[EXTRAIT DE PAGE]:
■ ■ ■
N°= 48: De quoi la blockchain est-elle le nom ? 01/04/2021

CapitalismeMonnaie
Les cryptomonnaies, bitcoin en tête,  s’imposent peu à peu dans nos espaces monétaires. La blockchain, technologie numérique à base d’algorithmes, en assure la sécurité ; du moins l’affirme-t-on. Cela s’accompagne d’un discours à consonance libertaire rappelant celui de la Silicon Valley aux débuts de  l’informatique de masse. Un gourou plus ou moins mythique a inventé le bitcoin ([1]). Quelques geeks illuminés bricolent des ordinateurs dans leurs hangars ou leurs garages pour « miner » la nouvelle monnaie.  L’absence totale d’intermédiaires est invoquée comme un pied de nez aux institutions, et à la classe des gouvernants. La mise à l’écart des banques lui confère une apparence anti-capitaliste, et la circulation sans entraves à travers les frontières est une façon pour tous les gars du monde de se donner numériquement la main. Le défi au système est tel que les partisans des cryptomonnaies n’hésitent pas à les invoquer en tant que valeurs refuges, de nature à supplanter l’or, contre les incertitudes des grandes monnaies internationales. 

Une telle présentation occulte la réalité de ces innovations. D’abord, elle est plus que discrète sur les conditions aberrantes, du point de vue dépense d’énergie et dommages environnementaux (émission considérable de chaleur, nécessitant des dispositifs de refroidissement) de la production de ces pseudo-monnaies. Elles renforcent le pouvoir des GAFA, et des opérateurs internet, puisque c’est bien sur les réseaux existants que se font les transactions. PayPal a intégré le bitcoin comme moyen de paiement international en octobre 2020, et des fonds d’investissement comme Fidelity s’y intéressent. Ce discours valorisant masque aussi les seules vraies motivations des participants : la recherche du gain, avec l’espoir de plus-values exorbitantes, attisé par les considérables fluctuations du cours de ces cryptomonnaies ; et cela dans des conditions parfaitement inégalitaires,  l’essentiel des transactions étant  concentré dans un très petit nombre d’opérateurs.

En fait de contestation du capitalisme, c’est de sa consolidation, ou de sa régénération dont il faudrait parler. Et la réelle défiance envers les institutions, et singulièrement envers les systèmes monétaires et les grandes monnaies mondiales,  n’est pas porteuse d’une utopie révolutionnaire, mais plutôt de ce qu’on pourrait qualifier de populisme monétaire. La défiance envers les élites et envers les institutions est le trait commun de tous les populismes. Or, la monnaie requiert, quasiment par définition, la confiance ; et en même temps la construit. Par les liens horizontaux et verticaux qu’elle opère, elle est un bien public, contribuant à « faire société », ainsi que le rappellent Michel Aglietta et Natacha Valla dans un livre récent ([2]).  L’effacement de la monnaie adossée à des banques centrales en assurant la régulation serait une vraie menace pour l’ordre social.
■ ■ ■
[VOTRE OBJECTIF]: Veuillez recopier, dans l'article sur la blockchain ci-dessus, le passage allant de « En fait de contestation » jusqu'à « pour l’ordre social. ».
■ ■ ■
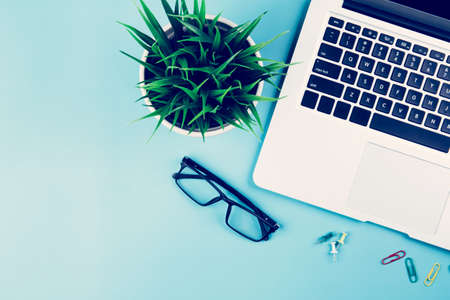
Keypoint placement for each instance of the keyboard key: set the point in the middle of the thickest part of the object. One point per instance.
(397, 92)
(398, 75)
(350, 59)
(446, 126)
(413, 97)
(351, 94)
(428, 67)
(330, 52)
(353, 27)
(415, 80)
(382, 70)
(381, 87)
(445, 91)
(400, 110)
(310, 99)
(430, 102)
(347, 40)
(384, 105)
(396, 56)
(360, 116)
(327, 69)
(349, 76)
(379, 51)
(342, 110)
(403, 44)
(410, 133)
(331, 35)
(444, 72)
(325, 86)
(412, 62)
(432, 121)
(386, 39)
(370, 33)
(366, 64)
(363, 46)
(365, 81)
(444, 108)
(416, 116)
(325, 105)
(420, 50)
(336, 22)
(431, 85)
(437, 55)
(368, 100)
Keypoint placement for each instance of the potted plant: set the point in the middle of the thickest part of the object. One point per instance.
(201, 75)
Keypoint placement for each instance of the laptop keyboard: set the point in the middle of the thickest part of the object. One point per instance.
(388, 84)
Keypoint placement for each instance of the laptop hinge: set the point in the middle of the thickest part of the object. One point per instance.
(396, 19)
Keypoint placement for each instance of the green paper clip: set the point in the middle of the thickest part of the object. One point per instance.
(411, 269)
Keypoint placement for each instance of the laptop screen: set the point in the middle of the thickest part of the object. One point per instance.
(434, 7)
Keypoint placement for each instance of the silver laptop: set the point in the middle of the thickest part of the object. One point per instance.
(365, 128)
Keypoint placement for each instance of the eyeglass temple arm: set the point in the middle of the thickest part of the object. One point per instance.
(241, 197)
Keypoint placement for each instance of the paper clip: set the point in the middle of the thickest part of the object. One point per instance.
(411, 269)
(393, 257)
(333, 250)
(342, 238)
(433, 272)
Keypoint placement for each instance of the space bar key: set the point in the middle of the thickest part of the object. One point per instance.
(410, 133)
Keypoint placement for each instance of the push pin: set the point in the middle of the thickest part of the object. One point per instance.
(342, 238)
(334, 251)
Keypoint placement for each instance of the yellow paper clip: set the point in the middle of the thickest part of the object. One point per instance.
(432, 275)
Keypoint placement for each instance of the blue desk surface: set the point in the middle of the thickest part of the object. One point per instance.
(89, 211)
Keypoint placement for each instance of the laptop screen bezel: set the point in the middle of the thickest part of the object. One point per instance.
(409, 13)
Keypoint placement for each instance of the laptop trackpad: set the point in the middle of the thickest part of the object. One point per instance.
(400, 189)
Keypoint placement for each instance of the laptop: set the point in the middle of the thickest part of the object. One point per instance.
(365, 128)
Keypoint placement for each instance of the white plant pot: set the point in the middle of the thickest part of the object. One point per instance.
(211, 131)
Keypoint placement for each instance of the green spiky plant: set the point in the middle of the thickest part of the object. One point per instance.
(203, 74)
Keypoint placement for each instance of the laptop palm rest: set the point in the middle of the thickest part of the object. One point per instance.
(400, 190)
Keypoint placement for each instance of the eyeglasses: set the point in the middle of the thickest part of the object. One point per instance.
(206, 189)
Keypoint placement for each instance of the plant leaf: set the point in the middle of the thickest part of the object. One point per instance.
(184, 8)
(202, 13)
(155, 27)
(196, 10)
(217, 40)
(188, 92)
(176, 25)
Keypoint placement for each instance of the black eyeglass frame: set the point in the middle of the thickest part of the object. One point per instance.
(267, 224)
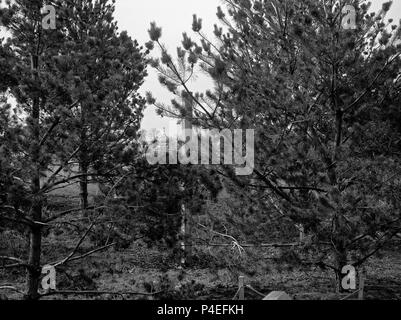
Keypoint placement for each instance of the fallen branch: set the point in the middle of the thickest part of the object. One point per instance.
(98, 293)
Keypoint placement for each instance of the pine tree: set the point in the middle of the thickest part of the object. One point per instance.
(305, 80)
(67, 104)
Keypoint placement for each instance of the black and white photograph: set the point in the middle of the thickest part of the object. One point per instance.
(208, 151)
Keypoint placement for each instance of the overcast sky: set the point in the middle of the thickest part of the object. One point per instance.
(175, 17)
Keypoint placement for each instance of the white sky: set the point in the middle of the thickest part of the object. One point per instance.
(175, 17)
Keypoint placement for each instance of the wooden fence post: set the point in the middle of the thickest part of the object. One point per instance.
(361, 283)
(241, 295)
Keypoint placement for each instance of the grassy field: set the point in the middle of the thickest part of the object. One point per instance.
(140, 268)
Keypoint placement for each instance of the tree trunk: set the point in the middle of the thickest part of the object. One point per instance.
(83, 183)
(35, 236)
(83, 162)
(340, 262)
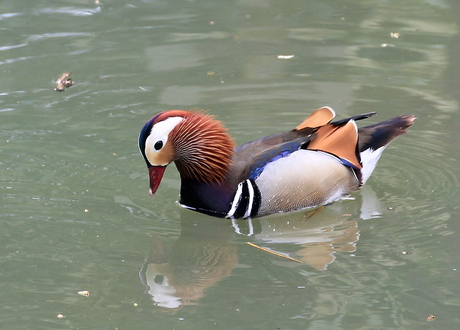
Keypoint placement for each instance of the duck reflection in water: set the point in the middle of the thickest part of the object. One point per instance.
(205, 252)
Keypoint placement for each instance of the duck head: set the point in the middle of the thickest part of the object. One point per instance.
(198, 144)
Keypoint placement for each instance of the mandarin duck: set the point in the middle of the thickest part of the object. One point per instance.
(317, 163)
■ ■ ■
[CORRIGÉ]:
En fait de contestation du capitalisme, c’est de sa consolidation, ou de sa régénération dont il faudrait parler. Et la réelle défiance envers les institutions, et singulièrement envers les systèmes monétaires et les grandes monnaies mondiales,  n’est pas porteuse d’une utopie révolutionnaire, mais plutôt de ce qu’on pourrait qualifier de populisme monétaire. La défiance envers les élites et envers les institutions est le trait commun de tous les populismes. Or, la monnaie requiert, quasiment par définition, la confiance ; et en même temps la construit. Par les liens horizontaux et verticaux qu’elle opère, elle est un bien public, contribuant à « faire société », ainsi que le rappellent Michel Aglietta et Natacha Valla dans un livre récent ([2]).  L’effacement de la monnaie adossée à des banques centrales en assurant la régulation serait une vraie menace pour l’ordre social.